- [Work instructions]:
Restate each entry below exactly; pictures stay out of the copy.

Saved entries
Start of Block
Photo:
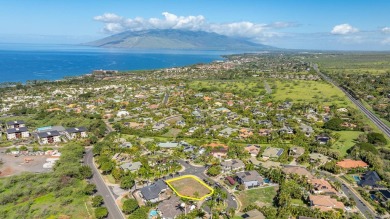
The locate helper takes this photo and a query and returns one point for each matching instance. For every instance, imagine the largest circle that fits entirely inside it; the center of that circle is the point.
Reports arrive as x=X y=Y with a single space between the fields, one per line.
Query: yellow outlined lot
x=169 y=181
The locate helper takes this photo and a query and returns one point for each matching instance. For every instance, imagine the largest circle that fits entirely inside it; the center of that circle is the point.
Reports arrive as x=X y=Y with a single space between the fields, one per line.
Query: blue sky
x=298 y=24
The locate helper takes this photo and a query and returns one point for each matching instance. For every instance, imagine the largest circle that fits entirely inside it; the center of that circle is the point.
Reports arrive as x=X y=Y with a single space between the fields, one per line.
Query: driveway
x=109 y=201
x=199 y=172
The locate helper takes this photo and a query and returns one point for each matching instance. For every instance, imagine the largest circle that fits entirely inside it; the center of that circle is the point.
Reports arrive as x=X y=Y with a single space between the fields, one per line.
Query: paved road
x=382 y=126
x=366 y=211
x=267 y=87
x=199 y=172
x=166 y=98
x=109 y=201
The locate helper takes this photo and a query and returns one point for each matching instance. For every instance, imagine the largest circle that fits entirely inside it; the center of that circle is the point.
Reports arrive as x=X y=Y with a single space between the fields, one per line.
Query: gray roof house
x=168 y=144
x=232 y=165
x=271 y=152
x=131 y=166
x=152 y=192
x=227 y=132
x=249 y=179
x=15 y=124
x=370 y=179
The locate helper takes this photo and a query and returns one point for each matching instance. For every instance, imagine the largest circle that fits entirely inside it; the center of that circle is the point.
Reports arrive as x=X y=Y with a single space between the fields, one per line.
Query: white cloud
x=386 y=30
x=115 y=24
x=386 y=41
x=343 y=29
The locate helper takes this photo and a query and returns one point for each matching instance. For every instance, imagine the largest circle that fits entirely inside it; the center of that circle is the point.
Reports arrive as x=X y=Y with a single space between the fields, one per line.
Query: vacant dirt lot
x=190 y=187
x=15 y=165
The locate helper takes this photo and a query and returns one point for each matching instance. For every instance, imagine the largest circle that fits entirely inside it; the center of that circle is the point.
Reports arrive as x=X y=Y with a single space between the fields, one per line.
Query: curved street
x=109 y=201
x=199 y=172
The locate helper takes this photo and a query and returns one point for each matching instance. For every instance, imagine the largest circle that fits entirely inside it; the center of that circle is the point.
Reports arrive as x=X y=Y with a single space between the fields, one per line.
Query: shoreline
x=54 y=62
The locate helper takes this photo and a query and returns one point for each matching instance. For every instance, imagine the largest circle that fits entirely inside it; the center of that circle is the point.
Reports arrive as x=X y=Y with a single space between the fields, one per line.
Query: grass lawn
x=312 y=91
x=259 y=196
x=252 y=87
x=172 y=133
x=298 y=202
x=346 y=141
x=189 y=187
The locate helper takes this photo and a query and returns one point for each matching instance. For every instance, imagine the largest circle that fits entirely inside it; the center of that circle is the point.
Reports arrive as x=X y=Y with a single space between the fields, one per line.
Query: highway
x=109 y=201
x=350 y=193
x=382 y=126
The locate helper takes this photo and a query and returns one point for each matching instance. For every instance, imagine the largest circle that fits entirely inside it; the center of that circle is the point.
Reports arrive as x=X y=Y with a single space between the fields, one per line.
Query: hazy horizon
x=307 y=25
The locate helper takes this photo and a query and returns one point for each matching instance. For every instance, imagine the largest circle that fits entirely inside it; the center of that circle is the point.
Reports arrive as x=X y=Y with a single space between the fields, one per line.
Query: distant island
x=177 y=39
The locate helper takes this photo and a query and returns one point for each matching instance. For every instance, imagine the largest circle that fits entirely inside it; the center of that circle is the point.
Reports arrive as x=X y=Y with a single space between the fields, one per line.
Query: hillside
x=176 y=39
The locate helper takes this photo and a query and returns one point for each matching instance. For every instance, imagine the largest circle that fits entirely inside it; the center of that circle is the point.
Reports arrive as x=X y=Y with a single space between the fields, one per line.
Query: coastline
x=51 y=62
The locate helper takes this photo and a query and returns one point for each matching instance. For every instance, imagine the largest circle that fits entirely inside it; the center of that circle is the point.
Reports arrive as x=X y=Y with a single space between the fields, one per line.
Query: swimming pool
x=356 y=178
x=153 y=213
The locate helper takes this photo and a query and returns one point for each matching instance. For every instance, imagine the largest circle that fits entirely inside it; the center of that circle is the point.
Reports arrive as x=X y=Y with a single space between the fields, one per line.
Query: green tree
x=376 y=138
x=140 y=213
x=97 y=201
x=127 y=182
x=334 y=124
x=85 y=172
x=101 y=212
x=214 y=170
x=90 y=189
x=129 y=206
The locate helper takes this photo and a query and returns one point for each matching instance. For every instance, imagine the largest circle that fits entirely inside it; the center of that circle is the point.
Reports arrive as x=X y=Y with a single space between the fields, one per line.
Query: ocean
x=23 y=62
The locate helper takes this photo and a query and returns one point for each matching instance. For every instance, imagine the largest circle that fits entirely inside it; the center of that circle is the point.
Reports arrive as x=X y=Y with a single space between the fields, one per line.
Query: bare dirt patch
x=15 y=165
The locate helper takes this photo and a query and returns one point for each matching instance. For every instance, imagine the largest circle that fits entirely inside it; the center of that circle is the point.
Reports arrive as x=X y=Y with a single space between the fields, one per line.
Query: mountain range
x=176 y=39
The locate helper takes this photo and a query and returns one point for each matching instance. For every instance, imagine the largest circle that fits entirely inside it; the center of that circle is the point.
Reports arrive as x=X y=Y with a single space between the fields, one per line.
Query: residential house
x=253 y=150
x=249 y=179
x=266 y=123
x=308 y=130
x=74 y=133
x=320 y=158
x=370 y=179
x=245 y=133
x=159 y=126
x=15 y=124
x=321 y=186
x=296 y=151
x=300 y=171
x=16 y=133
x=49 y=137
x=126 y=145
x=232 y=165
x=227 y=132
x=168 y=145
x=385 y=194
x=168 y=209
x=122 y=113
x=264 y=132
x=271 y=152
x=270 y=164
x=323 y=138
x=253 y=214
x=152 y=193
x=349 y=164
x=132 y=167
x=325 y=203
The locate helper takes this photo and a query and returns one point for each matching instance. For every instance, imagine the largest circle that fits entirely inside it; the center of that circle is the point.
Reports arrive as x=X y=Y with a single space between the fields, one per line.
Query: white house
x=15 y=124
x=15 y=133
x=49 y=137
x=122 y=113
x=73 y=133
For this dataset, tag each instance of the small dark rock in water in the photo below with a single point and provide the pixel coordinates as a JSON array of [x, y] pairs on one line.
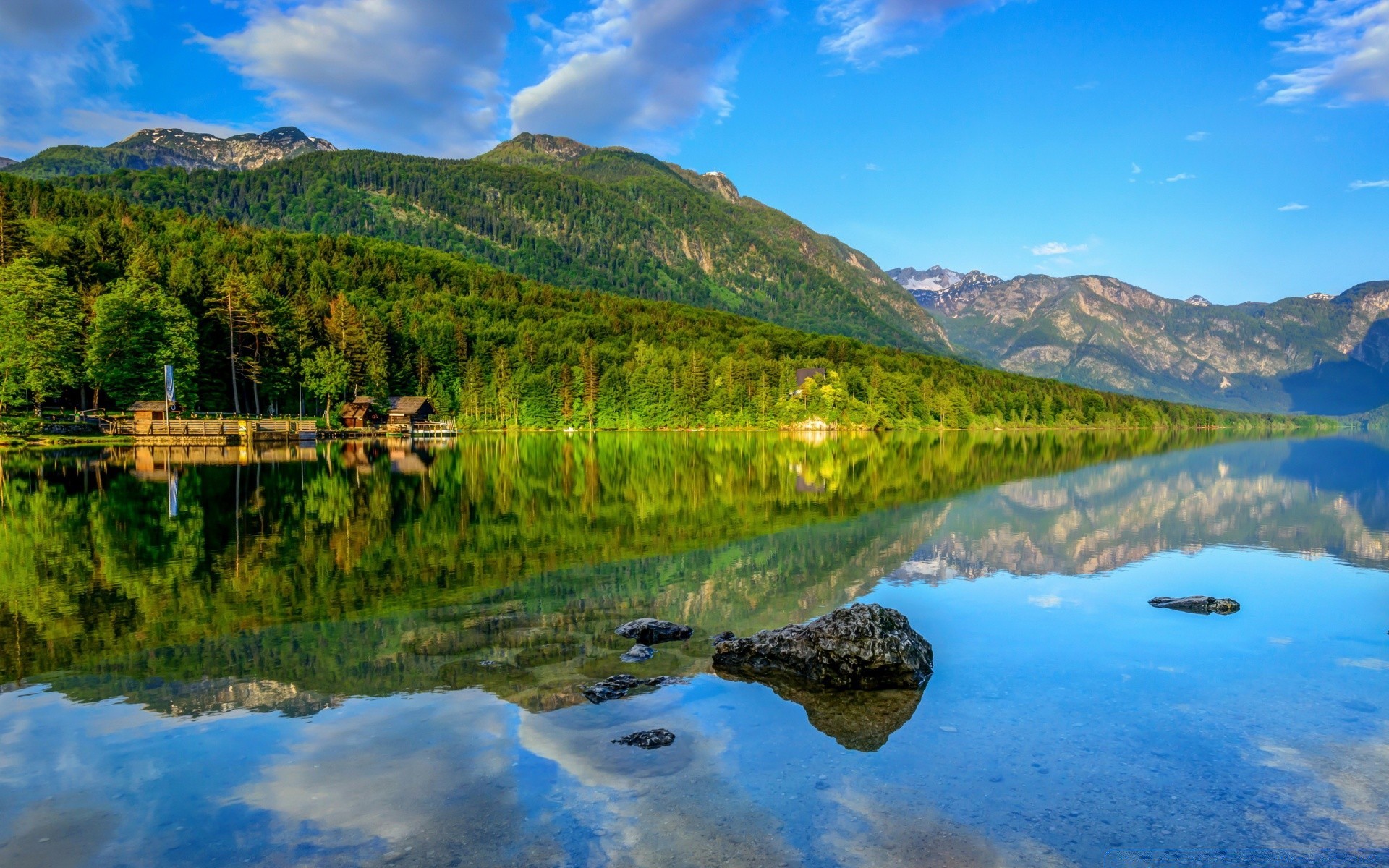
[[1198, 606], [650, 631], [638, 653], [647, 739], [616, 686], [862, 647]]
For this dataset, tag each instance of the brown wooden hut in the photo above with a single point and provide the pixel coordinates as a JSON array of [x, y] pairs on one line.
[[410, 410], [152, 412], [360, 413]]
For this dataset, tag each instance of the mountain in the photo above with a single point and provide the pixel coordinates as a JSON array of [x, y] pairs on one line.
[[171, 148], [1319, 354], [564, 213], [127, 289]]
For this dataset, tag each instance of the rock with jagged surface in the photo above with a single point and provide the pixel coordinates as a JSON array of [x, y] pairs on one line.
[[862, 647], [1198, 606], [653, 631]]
End of Block
- [Task result]:
Photo:
The locate helper takes this photo and a query and returns one point for each matching instance. For every instance, imagine the largest circle that fits entirely inside it; the center of that circle is the point.
Reports arrive as x=X y=Y with a single space between the fields, one per line.
Query: yellow outlined lot
x=169 y=181
The locate helper takes this photo and a query and returns one point for each matching instance. For every instance, imagine the largest circle that fits entirely inside it; the center of that circle is the point.
Reports arrive as x=X y=Y with a single space between the fields, one per line.
Query: blue sky
x=298 y=24
The locate helper takes this photo and a query and returns one point for each matching instance. For every instance, imagine the largest circle that fits entirely inside it; the center of that circle is the point.
Reports arrive as x=X y=Y with a single space between the fields, one per line.
Query: driveway
x=109 y=201
x=199 y=172
The locate helper takes this photo and a query and returns one point for each matching instance. For every instance, imagine the largest circle that fits entirely inside it; the center of that circle is the point.
Reports arrive as x=X y=Y with a single space between the fields, one per line.
Query: paved road
x=382 y=126
x=366 y=211
x=267 y=87
x=199 y=172
x=166 y=98
x=109 y=201
The locate helper takes this photo and a query and returns one point for each matching instance. For every instance, imagine the largest circle that fits entirely inside it; the center of that circle is the point.
Reports arrive as x=X y=Y with a single space between the fields, one per line.
Query: gray roof house
x=168 y=144
x=232 y=165
x=271 y=152
x=131 y=166
x=152 y=192
x=227 y=132
x=249 y=179
x=15 y=124
x=370 y=179
The locate helper takes this photo and a query and returns one point for each matching instance. For every instance, imagine the largest circle that fits entirely inside it; the center of that circle is the point.
Reports arrive as x=X y=Y with a single space between the fields, one per line.
Query: white cloud
x=386 y=30
x=115 y=24
x=386 y=41
x=343 y=29
The locate helper takes this photo and a query and returns one point for each matching instance. For every instance, imagine the largest circle that fits entirely inside it; the center of that circle is the point.
Reports arrive as x=X y=Y with a single space between the fields, one per line.
Query: vacant dirt lot
x=190 y=187
x=15 y=165
The locate helper takes this photo and a query and returns one point for each matching instance. For every instance, imagine the largest circle that fits entirely inside it; the center of that circle is the point.
Reports arrive as x=X y=Y with a single space between the fields, one per line.
Query: curved street
x=109 y=201
x=199 y=172
The locate helper takes this photo and a query and returns one point for each matching instance. For every instance, imagine the largest circle that fits entirely inside it; the center of that circle is the point.
Reports arrive as x=X y=Y with a single space between the fields, one per line.
Query: shoreline
x=54 y=62
The locate helper takes this photo and a query and returns one point for each matching instance. For every instance, imagine the largest circle that fits entirely inside it; the center of that circle is the point.
Reports arrive as x=X y=Y with a single space between the fields, one per line.
Query: grass lawn
x=312 y=91
x=259 y=196
x=252 y=87
x=172 y=133
x=298 y=202
x=346 y=141
x=189 y=187
The locate helper takes this photo and a query and returns one point for each matching instance. For every instance, imagine the largest circle that fits entirely inside it; the center of that circle is the point.
Reports arrive as x=X y=Y with a single space between the fields, one per line.
Query: highway
x=109 y=201
x=350 y=193
x=382 y=126
The locate helper takes this photo and a query and returns one point for each matching instance. For every instance, imagine the largest circle that fits entirely inside it; the center of that circle is the point.
Reports arrive as x=X y=Y with a single space between the fields, one per line.
Query: hazy horizon
x=307 y=25
The locate helper takes this photo and a query and returns one point for each matching instance. For every instance, imagine the largest circle that fits entirely inside it; the center of that circle is the point.
Reports arrive as x=X y=Y with a single space between the fields, one per line.
Query: distant island
x=177 y=39
The locate helper takes this photo and a query and returns one point for each matching instance. For every instance, imagine the largest circle that fits entirely inside it; the center of that circle is the point.
Reports arrive as x=X y=Y with a single space between the fields, one per line.
Query: hillside
x=176 y=39
The locate helper takes this photo and a query and returns one point for each matching instance. For every instance, imagine the largest circle that fits entirely inside it; the center of that circle is the point.
Reports arrive as x=X y=Y with a single space between the fields, one per line.
Query: coastline
x=51 y=62
The locate helper takes this photo and a query and returns one point for each matching instance. For every instance, imagine the largest circle that fits entirely inside it; the center of that circle is the point.
Reports arrive as x=X y=Y with a single space between the fields, one per line.
Query: swimming pool
x=356 y=178
x=153 y=213
The locate helper takes this photo and a query and returns one point for each matching instance. For every instance, imagine the largest circle that fits entirely inside it; the center of that circle is the point.
Reports arrive as x=X y=Y with a single space between the fields, one per line.
Query: green tree
x=376 y=138
x=140 y=213
x=97 y=201
x=127 y=182
x=334 y=124
x=85 y=172
x=101 y=212
x=214 y=170
x=90 y=189
x=129 y=206
The locate helper takes this photo and a query and returns one point for each matching instance. For every instance, imagine the largest circle that fits entirely inside it; the center of that circle is the point.
Reports arrive as x=X y=Y with a single space between the fields, one per line.
Query: ocean
x=23 y=62
The locate helper takes this photo and a query and returns one point for each matching instance. For every instance, imagine the largest circle that fits entirely inside it; the center of that circle is the point.
Reports arrive as x=X y=Y with a single space between the fields, one per line.
Query: bare dirt patch
x=15 y=165
The locate helper takes this photo and a query and returns one point for each matching instance. For every instance, imagine the largest circle that fits entirely inside it; the center of that circle is the point.
Reports arrive as x=X y=Y with a single space between the fields, one per line.
Query: mountain range
x=176 y=39
The locate helper takes this photo and a query and returns one point for each matching instance. For every instance, imagine the largest circle that fits entirely inside it; the center of that circle is the point.
Reports arrive as x=X y=Y with a single space between the fields, one per line.
Query: residential house
x=253 y=150
x=249 y=179
x=266 y=123
x=308 y=130
x=74 y=133
x=320 y=158
x=370 y=179
x=245 y=133
x=159 y=126
x=15 y=124
x=321 y=186
x=296 y=151
x=300 y=171
x=16 y=133
x=49 y=137
x=126 y=145
x=232 y=165
x=227 y=132
x=168 y=145
x=385 y=194
x=168 y=209
x=122 y=113
x=264 y=132
x=271 y=152
x=270 y=164
x=323 y=138
x=253 y=214
x=152 y=193
x=349 y=164
x=132 y=167
x=325 y=203
The locate helper takes this photo and a query and returns one point for each matching instance. For every instance, imagine the largest circle that fits entirely inside it; the center of that circle is the point.
Reports arrive as x=X y=Y with a single space between the fields, one per line.
Query: white house
x=15 y=124
x=15 y=133
x=49 y=137
x=122 y=113
x=73 y=133
For this dataset, tag each instance of the small dark rock in water in the photo below with a single point and provide the pixel coordinates as a JSON array of [x, y] pairs on one line.
[[1198, 606], [650, 631], [638, 653], [647, 739], [616, 686], [862, 647]]
For this dataset, tag each instance of the brown wooden hut in the photo above with a single point and provide the pixel coordinates as a JSON array of [x, y] pairs on one line.
[[410, 410], [152, 412], [360, 413]]
For this dataset, tag each instance of the mountain in the photo above with a single point and provide the pixel coordinates as a JSON array of [x, y] pairs on one line.
[[171, 148], [1319, 354], [564, 213], [127, 289]]
For this dataset, tag each instance of the rock with jagged surface in the photo above with a single point and provide the pixel coordinates as a JSON array of [x, y] pairs on one line.
[[862, 647], [1198, 606], [653, 631]]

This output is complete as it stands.